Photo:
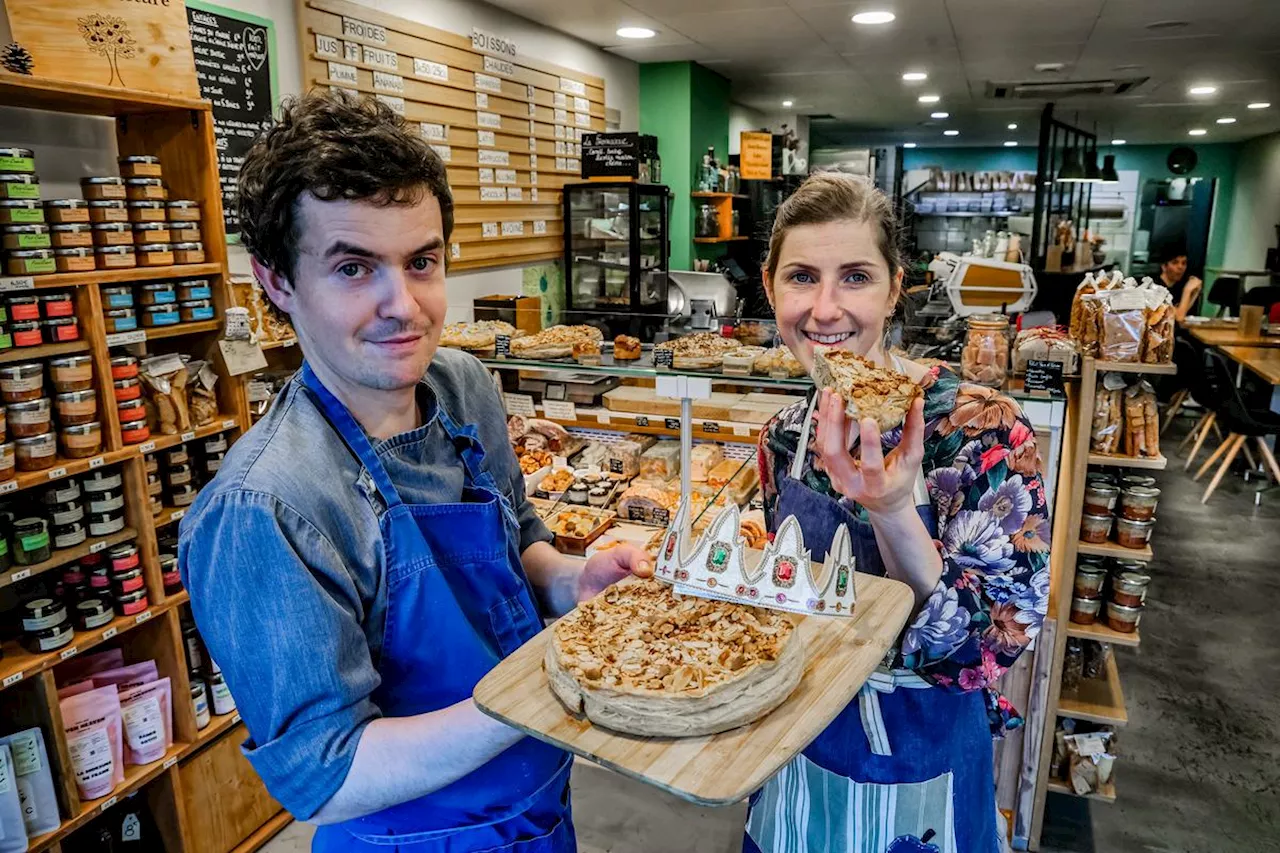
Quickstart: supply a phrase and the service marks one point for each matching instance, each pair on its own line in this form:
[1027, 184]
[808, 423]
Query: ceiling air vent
[1057, 90]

══════

[Objective]:
Update the listing above, swapping "ceiling air vent" for "overhead air vent" and leaving every other line unchanged. Leave the pictures out.

[Exercise answer]:
Photo:
Quickstart: supply a phrase and the service marks one point for each matching instance, each pair on its own line in this form:
[1027, 184]
[808, 423]
Query: overhead air vent
[1057, 90]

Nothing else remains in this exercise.